Книга Ани Цветковой, на первый взгляд, не стремится сообщить читателю нечто «новое»: её «герой» — голос, постоянно обращающийся к самому себе, к окружающему миру, но чаще всего — к «нему»: всё что можно понять умещается на ладони / вон твоя рубашка сушится на балконе (эта адресация встречается почти в каждом тексте). Кажется, основная проблема этих стихов — постоянное балансирование между банальностью описания и лёгкостью «простой» речи: откроешь форточку и чувствуешь плечами / холодный воздух тихую печаль / у облаков есть право на молчанье / и право ни на что не отвечать. Эта «простота» возможна только в совершенно особенном  мире, состоящем из тех вещей, что исключительно важны для поэта (или того «голоса», которым он говорит), но зачастую безразличны для его читателя: сигареты «Virginia Slims», пение Фрэнка Синатры, маленькое помещение кухни, где квадратными метрами под линолеумом лежат осенние дни. В этом пространстве, из которого почти полностью исключена любая социальность, «голос» существует «автономно» — когда дверь подпирает табуретка / от зла защиты нет другой / бог появляется но редко / и выгибает жизнь дугой. Этот «голос» охраняет свой частный мир от нечестности, сложности, запутанности (научи меня какой-нибудь самой простой молитве / вроде той которую знает птица); настоящие чувства для него — это когда холодные руки или дыханье в плечо. Но с созданным таким образом миром сталкивается читатель, который вынужден либо так же, как и поэт, погружаться в поток частных ассоциаций и воспоминаний, либо наблюдать за происходящим в этих стихах без возможности вступить с ними в диалог.

Строки набора данных о расположении объектов:
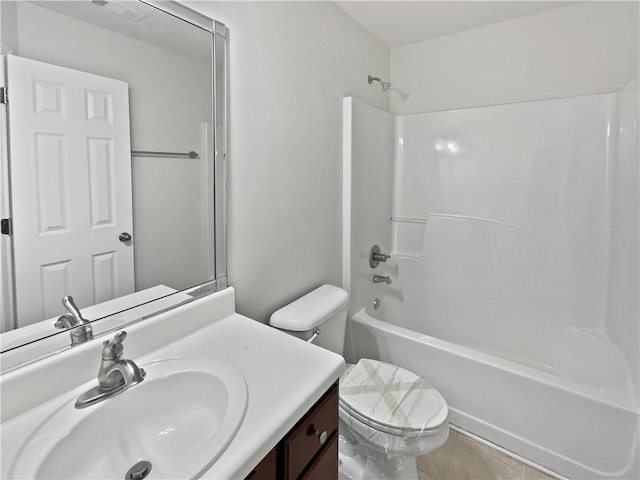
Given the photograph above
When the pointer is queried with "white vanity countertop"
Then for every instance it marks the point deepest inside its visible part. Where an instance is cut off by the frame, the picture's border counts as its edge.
(285, 376)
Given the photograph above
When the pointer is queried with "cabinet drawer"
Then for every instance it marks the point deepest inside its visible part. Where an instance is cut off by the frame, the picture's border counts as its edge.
(303, 442)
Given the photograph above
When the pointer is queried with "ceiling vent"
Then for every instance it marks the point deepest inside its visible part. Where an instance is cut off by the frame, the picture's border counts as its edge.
(120, 10)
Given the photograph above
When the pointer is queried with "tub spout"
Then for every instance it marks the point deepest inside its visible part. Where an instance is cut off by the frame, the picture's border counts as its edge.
(381, 279)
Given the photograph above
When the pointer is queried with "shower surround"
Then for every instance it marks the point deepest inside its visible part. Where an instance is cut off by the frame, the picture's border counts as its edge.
(513, 231)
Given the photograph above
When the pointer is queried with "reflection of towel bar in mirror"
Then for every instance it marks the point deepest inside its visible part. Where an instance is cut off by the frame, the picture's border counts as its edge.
(144, 153)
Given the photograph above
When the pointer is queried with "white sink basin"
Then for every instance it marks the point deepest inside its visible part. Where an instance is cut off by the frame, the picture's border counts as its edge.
(180, 419)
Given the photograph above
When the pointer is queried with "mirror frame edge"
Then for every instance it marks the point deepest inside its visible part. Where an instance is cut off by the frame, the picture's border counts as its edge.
(220, 112)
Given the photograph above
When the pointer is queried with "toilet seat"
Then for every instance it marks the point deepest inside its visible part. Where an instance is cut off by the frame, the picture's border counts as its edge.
(392, 400)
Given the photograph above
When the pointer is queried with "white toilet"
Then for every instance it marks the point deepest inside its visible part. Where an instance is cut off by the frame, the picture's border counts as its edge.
(388, 415)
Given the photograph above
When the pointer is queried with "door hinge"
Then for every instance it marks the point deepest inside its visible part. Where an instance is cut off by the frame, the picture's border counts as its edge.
(6, 226)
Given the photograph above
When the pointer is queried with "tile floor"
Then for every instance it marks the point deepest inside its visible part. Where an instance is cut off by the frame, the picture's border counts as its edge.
(463, 458)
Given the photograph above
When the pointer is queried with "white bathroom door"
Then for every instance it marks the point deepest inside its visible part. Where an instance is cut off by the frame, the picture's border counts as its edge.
(70, 160)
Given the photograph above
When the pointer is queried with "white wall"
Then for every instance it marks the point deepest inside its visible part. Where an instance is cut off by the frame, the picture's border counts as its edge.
(291, 63)
(590, 47)
(169, 95)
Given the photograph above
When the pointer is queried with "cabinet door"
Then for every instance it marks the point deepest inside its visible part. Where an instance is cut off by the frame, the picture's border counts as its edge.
(325, 466)
(311, 435)
(267, 468)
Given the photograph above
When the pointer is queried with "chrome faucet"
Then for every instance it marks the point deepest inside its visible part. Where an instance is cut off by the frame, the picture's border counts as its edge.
(115, 374)
(80, 328)
(382, 279)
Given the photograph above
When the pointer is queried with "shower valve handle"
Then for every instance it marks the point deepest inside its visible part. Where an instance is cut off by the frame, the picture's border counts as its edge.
(376, 256)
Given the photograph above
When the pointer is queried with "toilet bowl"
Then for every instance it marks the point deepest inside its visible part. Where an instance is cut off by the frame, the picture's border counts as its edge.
(388, 415)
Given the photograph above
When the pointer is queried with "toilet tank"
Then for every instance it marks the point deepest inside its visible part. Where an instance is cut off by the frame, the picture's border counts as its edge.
(324, 308)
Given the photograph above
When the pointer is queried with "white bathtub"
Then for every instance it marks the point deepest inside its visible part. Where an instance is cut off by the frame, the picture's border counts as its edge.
(565, 423)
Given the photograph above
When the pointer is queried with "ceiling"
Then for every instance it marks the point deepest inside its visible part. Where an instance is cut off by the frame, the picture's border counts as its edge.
(397, 23)
(139, 21)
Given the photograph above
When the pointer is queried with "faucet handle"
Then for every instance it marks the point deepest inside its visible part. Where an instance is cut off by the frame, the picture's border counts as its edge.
(113, 348)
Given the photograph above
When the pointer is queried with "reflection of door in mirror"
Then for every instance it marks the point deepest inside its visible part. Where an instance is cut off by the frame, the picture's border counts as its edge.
(71, 166)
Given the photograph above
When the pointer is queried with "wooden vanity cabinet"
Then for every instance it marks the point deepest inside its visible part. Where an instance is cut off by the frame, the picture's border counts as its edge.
(310, 450)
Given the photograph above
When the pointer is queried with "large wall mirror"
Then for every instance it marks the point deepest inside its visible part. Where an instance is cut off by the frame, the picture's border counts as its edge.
(113, 153)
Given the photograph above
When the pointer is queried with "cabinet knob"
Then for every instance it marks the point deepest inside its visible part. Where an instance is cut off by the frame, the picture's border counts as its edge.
(321, 436)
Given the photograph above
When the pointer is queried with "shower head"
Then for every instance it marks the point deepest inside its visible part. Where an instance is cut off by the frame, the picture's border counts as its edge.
(385, 85)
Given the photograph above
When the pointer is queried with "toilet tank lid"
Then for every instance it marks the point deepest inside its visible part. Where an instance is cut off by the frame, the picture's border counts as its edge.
(311, 310)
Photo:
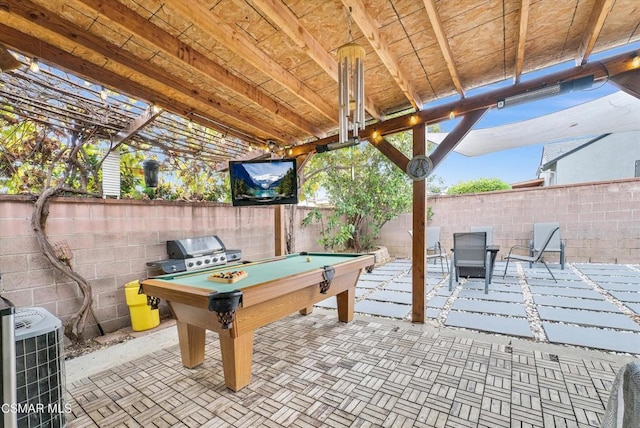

- Короткое упражнение 1
Ответьте на вопросы по отрывку.
(a) Какие сигареты упоминаются в отрывке?
(b) Чьё пение названо среди вещей, важных для поэта?
(c) Что подпирает дверь в процитированных строках?
- Короткое упражнение 2
Извлеките из записей каждую строку, содержащую слово «mirror», с учётом регистра.

- Правильный результат 1
(a) «Virginia Slims».
(b) Фрэнка Синатры.
(c) Табуретка.

- Правильный результат 2
When the pointer is queried with "reflection of towel bar in mirror"
When the pointer is queried with "mirror frame edge"
When the pointer is queried with "reflection of door in mirror"
When the pointer is queried with "large wall mirror"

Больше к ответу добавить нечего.